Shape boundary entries
********

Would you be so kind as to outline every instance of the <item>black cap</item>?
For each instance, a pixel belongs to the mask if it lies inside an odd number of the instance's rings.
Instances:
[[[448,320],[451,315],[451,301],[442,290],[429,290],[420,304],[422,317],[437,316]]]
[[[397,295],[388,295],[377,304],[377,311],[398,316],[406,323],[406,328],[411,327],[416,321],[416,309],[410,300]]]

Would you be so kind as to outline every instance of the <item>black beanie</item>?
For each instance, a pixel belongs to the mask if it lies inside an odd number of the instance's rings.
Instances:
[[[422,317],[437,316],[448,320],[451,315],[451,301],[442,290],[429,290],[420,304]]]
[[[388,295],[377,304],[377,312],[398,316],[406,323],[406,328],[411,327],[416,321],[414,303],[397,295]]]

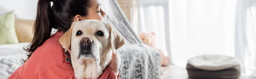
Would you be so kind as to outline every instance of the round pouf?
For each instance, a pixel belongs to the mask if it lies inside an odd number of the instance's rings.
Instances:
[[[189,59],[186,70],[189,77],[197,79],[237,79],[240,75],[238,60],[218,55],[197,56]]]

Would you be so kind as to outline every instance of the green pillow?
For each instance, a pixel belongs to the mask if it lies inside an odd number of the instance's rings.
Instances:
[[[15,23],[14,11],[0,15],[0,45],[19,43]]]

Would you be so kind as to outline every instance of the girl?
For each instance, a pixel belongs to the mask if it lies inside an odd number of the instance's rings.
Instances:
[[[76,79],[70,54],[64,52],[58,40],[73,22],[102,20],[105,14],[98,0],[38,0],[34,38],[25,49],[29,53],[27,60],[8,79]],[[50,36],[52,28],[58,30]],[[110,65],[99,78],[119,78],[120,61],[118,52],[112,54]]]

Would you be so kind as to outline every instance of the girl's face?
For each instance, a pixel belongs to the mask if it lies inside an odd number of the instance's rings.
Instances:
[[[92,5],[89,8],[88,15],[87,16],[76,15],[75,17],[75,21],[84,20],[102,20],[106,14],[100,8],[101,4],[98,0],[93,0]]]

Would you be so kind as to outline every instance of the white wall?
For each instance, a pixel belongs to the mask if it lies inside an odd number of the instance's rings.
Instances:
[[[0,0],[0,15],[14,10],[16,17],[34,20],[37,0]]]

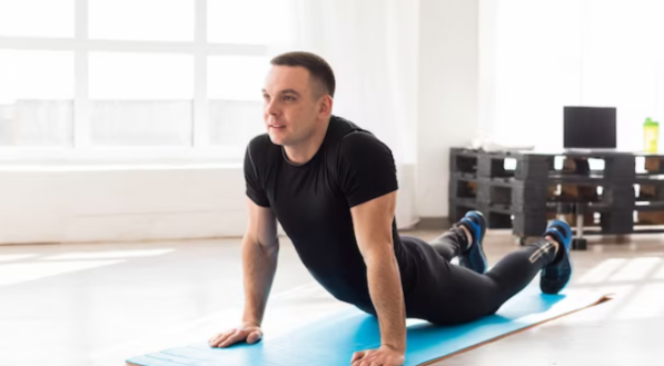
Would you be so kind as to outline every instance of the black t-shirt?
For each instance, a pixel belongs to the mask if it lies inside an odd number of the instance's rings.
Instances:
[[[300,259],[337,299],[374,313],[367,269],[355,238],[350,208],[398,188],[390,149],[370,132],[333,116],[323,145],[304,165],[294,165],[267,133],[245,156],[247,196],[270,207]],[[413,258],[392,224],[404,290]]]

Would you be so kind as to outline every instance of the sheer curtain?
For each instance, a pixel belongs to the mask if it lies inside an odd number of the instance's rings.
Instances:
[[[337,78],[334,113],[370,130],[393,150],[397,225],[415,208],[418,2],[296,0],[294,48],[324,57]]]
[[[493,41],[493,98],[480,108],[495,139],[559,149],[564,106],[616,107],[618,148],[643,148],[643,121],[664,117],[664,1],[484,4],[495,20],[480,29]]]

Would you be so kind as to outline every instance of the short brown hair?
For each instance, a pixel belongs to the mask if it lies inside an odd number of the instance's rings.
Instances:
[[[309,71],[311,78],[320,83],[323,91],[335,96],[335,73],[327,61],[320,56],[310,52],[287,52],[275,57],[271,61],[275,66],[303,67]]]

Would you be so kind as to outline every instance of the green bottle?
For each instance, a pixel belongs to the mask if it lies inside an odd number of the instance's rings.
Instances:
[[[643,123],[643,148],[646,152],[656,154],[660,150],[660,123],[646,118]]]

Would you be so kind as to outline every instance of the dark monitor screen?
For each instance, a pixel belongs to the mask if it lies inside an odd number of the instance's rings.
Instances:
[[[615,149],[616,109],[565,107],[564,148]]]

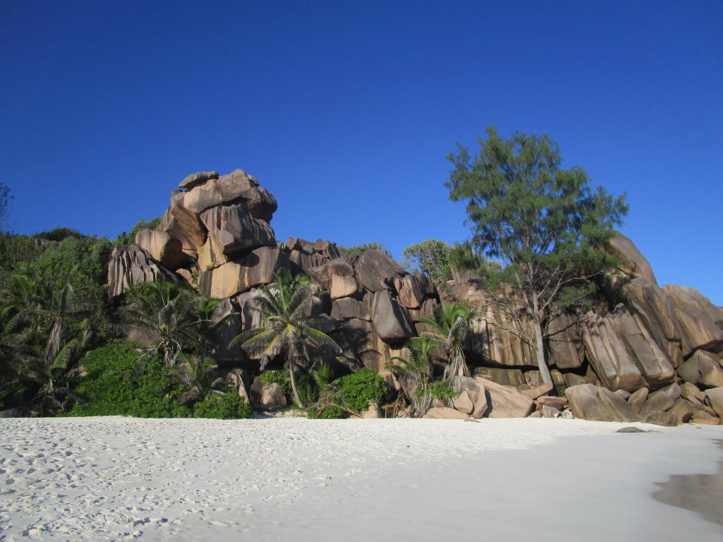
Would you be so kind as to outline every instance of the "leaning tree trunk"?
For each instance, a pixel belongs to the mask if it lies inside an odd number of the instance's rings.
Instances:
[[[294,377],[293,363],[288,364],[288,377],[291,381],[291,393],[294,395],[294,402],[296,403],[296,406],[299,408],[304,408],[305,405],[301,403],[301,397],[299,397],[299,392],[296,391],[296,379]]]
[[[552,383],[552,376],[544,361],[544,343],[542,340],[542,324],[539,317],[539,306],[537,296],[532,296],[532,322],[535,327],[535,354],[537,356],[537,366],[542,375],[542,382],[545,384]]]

********

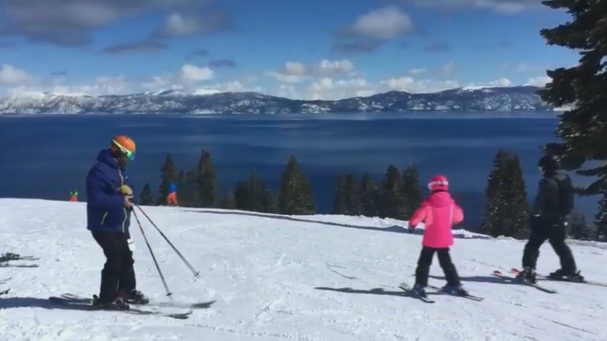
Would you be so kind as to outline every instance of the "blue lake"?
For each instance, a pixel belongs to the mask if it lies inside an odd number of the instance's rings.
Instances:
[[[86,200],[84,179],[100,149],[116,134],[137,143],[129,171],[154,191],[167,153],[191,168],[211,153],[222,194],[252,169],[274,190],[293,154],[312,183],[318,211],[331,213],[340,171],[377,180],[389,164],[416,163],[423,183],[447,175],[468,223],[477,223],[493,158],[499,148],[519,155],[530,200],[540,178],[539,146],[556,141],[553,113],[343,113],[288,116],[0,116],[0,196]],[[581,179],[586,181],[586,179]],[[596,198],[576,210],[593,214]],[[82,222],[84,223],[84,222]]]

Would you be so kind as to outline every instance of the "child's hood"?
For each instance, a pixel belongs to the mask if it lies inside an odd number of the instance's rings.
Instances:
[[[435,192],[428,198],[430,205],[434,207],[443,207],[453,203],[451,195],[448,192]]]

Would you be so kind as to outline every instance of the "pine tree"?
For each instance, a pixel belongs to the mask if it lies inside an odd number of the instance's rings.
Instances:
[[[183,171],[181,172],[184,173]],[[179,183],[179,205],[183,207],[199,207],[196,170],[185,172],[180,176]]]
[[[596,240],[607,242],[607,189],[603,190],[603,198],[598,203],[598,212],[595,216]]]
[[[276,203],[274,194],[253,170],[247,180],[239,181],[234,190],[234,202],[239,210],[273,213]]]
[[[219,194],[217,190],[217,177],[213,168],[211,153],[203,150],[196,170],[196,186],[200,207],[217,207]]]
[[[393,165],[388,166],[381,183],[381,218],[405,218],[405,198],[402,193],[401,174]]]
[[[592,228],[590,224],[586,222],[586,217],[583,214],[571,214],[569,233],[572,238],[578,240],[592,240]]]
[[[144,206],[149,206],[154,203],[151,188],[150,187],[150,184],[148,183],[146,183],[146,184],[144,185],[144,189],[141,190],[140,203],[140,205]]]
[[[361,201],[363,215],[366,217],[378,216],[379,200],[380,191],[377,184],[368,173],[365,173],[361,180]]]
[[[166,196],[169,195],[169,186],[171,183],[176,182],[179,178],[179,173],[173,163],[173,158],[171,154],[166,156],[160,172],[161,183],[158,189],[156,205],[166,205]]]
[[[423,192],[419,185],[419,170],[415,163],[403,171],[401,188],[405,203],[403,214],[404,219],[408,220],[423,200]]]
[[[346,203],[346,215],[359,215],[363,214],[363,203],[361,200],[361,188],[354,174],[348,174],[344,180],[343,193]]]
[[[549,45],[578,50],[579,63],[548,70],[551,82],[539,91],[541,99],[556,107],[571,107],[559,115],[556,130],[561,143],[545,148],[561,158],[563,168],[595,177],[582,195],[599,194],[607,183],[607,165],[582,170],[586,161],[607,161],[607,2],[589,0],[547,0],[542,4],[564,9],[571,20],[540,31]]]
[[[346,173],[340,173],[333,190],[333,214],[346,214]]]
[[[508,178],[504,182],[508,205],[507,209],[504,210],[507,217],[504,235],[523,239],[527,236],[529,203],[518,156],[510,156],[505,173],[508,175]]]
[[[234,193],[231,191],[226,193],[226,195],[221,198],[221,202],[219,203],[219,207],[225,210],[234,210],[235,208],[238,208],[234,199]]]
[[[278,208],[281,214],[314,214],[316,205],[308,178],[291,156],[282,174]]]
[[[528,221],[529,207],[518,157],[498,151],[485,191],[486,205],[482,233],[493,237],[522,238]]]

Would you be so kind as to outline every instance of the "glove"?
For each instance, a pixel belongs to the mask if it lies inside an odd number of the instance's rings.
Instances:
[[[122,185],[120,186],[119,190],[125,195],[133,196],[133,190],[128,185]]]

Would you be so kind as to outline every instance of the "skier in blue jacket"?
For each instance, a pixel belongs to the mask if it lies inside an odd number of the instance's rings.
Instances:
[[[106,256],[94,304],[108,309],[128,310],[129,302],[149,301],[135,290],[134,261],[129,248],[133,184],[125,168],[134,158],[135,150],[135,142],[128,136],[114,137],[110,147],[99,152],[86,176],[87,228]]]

********

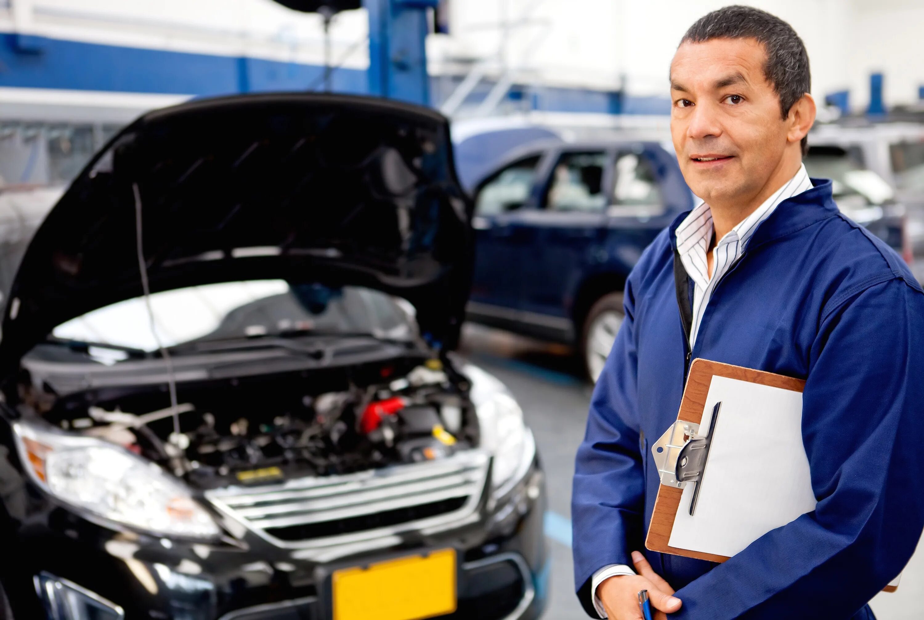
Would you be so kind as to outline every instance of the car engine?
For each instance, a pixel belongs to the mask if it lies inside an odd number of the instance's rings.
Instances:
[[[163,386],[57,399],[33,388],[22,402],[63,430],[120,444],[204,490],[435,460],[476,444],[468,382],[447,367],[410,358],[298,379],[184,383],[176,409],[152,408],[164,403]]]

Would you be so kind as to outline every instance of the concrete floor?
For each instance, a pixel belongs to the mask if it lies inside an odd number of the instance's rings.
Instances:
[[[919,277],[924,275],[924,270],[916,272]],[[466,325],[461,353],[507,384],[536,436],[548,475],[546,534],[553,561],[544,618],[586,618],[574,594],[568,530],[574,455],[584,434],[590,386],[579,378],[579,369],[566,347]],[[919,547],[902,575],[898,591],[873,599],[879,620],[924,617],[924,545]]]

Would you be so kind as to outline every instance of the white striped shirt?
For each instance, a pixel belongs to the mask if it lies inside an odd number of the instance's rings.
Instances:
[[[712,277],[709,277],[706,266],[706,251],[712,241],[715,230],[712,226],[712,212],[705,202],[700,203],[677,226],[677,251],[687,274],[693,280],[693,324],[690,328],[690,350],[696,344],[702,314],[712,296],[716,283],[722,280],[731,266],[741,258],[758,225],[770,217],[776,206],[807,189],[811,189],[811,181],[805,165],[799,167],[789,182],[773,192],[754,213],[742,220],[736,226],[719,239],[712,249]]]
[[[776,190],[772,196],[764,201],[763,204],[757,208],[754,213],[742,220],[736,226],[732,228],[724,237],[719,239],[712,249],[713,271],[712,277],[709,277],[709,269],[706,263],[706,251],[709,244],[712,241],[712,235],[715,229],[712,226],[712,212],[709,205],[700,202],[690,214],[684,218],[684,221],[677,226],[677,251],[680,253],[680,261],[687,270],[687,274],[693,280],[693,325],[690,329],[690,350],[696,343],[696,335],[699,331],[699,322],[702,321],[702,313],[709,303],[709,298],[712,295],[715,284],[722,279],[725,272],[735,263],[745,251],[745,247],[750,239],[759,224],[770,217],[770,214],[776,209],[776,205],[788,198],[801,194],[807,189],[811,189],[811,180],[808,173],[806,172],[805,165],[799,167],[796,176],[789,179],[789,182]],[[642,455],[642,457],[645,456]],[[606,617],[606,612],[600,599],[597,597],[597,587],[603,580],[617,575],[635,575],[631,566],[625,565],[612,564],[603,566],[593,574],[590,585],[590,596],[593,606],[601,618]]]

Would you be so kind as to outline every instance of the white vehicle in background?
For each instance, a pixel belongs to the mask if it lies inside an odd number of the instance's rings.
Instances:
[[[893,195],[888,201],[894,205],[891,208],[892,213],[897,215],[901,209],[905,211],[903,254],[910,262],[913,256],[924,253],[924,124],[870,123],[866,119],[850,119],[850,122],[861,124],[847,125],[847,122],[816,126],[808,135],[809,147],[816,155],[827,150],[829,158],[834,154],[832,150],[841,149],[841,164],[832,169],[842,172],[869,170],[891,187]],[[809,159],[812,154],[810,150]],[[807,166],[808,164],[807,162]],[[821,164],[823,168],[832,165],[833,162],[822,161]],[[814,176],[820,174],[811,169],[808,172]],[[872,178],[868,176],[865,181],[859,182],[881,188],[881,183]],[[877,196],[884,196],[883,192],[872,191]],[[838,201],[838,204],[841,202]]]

********

- _OBJECTIVE_:
Could you rewrite the records as a Markdown table with the columns "No." and "Line", starting at the line that has "dark monitor screen?" and stopping after the line that has "[[[615,149],[616,109],[565,107],[564,148]]]"? Give each line its own numbered row and leave out any blank lines.

- _CORRECT OUTPUT_:
| No. | Line |
|---|---|
| 1 | Would you be so kind as to outline every instance of the dark monitor screen? |
| 2 | For each instance, a pixel belongs to the mask if it lies inside an odd number of the instance's rings. |
| 3 | Instances: |
| 4 | [[[615,149],[616,109],[565,107],[564,148]]] |